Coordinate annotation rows
□ □ □

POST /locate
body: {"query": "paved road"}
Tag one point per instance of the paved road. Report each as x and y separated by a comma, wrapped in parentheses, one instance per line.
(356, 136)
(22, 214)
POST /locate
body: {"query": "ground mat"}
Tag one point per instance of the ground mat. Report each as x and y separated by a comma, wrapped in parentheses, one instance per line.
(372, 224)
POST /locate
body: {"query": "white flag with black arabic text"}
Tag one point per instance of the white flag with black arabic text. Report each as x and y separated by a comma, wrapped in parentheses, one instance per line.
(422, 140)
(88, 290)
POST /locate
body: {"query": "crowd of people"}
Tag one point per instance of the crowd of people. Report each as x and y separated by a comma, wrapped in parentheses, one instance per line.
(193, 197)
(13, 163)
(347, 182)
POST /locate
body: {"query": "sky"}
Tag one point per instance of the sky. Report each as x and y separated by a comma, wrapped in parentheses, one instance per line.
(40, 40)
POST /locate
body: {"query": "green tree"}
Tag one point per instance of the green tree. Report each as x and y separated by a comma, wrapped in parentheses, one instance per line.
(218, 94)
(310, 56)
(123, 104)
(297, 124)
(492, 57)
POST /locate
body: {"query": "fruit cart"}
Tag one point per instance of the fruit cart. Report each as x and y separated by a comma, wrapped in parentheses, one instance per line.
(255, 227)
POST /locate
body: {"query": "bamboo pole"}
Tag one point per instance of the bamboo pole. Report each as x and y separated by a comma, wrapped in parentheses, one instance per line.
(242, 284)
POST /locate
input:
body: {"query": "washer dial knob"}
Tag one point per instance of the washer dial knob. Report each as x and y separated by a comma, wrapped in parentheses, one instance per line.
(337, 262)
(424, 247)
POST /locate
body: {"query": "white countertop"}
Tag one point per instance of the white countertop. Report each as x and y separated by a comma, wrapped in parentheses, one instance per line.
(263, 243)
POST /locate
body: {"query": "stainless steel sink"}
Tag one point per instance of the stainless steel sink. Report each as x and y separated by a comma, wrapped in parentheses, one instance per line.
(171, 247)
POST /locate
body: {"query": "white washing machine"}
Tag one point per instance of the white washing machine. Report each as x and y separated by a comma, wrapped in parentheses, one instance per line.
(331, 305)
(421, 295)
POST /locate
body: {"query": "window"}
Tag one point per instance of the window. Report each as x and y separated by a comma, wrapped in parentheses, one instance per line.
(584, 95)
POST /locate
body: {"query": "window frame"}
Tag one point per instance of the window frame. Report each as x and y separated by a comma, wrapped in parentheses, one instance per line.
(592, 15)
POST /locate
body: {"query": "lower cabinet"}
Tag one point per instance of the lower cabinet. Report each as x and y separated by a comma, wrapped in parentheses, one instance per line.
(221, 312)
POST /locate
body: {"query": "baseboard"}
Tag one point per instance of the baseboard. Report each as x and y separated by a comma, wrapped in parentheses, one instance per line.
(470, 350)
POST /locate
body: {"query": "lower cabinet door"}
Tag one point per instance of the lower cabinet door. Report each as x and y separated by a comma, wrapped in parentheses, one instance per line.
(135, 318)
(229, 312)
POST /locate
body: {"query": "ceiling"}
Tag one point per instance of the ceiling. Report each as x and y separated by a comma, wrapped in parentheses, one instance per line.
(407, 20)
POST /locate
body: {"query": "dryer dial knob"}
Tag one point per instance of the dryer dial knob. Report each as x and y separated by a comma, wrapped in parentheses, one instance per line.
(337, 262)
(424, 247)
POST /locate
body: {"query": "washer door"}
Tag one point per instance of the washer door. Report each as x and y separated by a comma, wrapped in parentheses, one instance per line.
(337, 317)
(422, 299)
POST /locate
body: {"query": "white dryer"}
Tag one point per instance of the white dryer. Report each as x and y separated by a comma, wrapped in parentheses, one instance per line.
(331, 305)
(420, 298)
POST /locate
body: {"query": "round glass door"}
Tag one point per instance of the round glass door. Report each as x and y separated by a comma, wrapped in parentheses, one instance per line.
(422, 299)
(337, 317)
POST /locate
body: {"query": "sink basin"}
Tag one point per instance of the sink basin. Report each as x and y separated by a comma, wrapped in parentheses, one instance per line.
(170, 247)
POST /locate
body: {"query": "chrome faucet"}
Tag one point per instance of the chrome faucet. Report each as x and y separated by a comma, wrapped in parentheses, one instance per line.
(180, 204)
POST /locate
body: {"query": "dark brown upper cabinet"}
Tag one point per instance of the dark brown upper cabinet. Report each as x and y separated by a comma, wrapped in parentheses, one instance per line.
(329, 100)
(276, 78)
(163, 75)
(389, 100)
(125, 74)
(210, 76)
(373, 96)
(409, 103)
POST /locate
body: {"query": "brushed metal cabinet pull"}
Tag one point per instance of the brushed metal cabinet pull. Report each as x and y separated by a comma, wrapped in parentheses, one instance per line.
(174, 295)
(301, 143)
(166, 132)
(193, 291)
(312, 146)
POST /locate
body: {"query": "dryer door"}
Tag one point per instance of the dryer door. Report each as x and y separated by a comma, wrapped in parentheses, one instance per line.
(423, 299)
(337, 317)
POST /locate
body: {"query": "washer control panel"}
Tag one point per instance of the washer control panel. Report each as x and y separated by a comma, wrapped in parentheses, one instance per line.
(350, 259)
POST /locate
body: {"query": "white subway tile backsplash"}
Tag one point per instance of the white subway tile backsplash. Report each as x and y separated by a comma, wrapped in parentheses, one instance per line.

□ □ □

◆ TASK OBJECTIVE: Return every line in the rows above that contains the string "upper"; matching is case-sensitive.

◆ WORKED SOLUTION:
body: {"query": "dark brown upper cabinet"}
Tag one point per instance of the dark brown upper cabinet. Report each as x and y separated by a comma, wrapped in parentheses, one instance per line.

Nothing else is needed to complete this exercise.